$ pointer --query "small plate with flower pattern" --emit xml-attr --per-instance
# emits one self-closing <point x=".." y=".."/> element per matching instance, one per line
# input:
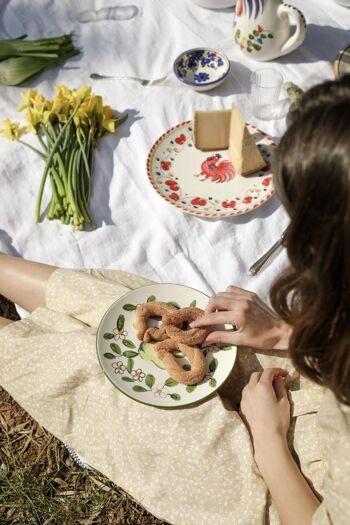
<point x="134" y="367"/>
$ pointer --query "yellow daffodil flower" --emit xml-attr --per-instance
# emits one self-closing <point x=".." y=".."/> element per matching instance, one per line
<point x="108" y="119"/>
<point x="12" y="130"/>
<point x="27" y="98"/>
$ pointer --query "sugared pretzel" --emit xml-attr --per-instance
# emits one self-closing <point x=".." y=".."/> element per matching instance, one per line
<point x="174" y="321"/>
<point x="143" y="313"/>
<point x="194" y="355"/>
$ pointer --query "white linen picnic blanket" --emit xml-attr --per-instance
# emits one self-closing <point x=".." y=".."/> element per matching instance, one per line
<point x="137" y="230"/>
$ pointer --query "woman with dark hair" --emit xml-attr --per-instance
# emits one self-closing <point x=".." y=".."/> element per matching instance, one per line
<point x="196" y="466"/>
<point x="311" y="301"/>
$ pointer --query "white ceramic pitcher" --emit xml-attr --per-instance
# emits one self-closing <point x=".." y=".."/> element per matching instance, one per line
<point x="263" y="29"/>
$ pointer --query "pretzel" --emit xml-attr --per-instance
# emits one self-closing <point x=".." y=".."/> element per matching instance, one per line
<point x="194" y="355"/>
<point x="143" y="313"/>
<point x="173" y="322"/>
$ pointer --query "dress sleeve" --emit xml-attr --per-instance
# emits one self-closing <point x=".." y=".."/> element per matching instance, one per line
<point x="335" y="508"/>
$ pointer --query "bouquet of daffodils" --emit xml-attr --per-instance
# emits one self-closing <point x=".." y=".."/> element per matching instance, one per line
<point x="68" y="128"/>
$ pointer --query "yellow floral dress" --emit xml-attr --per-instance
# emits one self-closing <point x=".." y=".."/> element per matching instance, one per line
<point x="189" y="467"/>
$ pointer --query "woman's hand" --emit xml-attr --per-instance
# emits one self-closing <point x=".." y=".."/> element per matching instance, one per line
<point x="256" y="324"/>
<point x="265" y="409"/>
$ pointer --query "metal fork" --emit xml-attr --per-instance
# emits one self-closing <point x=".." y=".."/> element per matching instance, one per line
<point x="265" y="259"/>
<point x="143" y="81"/>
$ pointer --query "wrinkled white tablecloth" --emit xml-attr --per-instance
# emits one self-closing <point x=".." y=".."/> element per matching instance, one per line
<point x="137" y="230"/>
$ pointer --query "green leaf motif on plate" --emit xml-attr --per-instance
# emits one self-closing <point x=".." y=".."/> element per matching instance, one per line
<point x="130" y="365"/>
<point x="120" y="322"/>
<point x="150" y="379"/>
<point x="138" y="388"/>
<point x="173" y="303"/>
<point x="156" y="317"/>
<point x="171" y="382"/>
<point x="129" y="353"/>
<point x="213" y="365"/>
<point x="115" y="348"/>
<point x="128" y="343"/>
<point x="177" y="397"/>
<point x="129" y="307"/>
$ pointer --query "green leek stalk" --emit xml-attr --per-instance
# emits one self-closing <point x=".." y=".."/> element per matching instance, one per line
<point x="21" y="59"/>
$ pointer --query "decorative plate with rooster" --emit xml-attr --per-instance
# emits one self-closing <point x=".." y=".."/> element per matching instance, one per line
<point x="204" y="183"/>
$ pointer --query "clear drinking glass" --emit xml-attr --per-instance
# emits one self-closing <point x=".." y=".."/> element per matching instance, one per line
<point x="266" y="87"/>
<point x="94" y="11"/>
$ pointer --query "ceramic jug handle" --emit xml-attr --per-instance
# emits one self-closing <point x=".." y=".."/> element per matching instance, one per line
<point x="298" y="37"/>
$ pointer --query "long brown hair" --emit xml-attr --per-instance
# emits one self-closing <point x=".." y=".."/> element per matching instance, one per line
<point x="312" y="177"/>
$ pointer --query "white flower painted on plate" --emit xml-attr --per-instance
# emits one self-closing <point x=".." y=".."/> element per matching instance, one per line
<point x="119" y="334"/>
<point x="119" y="368"/>
<point x="138" y="374"/>
<point x="159" y="391"/>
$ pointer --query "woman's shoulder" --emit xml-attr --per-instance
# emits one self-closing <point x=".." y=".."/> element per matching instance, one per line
<point x="334" y="416"/>
<point x="334" y="426"/>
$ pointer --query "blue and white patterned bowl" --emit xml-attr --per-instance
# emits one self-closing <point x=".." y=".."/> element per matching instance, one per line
<point x="201" y="68"/>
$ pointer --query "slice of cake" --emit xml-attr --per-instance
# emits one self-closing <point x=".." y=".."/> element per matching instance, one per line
<point x="242" y="150"/>
<point x="211" y="129"/>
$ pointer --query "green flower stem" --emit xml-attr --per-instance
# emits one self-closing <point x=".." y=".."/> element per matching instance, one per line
<point x="42" y="142"/>
<point x="38" y="152"/>
<point x="83" y="204"/>
<point x="87" y="167"/>
<point x="48" y="163"/>
<point x="60" y="187"/>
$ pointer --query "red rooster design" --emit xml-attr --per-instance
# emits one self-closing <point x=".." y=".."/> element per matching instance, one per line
<point x="216" y="170"/>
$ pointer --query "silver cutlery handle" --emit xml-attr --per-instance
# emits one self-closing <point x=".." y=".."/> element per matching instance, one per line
<point x="267" y="257"/>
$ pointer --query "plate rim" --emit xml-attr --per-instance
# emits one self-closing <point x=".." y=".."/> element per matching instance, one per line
<point x="226" y="214"/>
<point x="185" y="405"/>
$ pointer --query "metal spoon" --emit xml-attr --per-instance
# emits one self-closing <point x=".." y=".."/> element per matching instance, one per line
<point x="265" y="259"/>
<point x="143" y="81"/>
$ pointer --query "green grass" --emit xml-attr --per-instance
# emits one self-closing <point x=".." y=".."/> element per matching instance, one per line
<point x="40" y="484"/>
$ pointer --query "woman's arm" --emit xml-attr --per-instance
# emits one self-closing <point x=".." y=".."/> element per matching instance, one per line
<point x="266" y="411"/>
<point x="257" y="325"/>
<point x="293" y="498"/>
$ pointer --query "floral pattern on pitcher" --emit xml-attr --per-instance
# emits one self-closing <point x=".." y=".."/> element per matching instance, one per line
<point x="251" y="7"/>
<point x="255" y="39"/>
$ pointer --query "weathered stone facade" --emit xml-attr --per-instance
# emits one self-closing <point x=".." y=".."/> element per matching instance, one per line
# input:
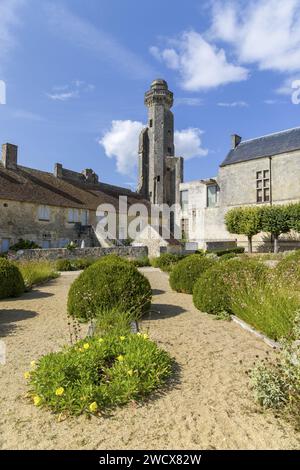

====

◆ What to work on: Count how many lines of the entries include the string "floral". The number is the entire answer.

◆ Solution for this task: 2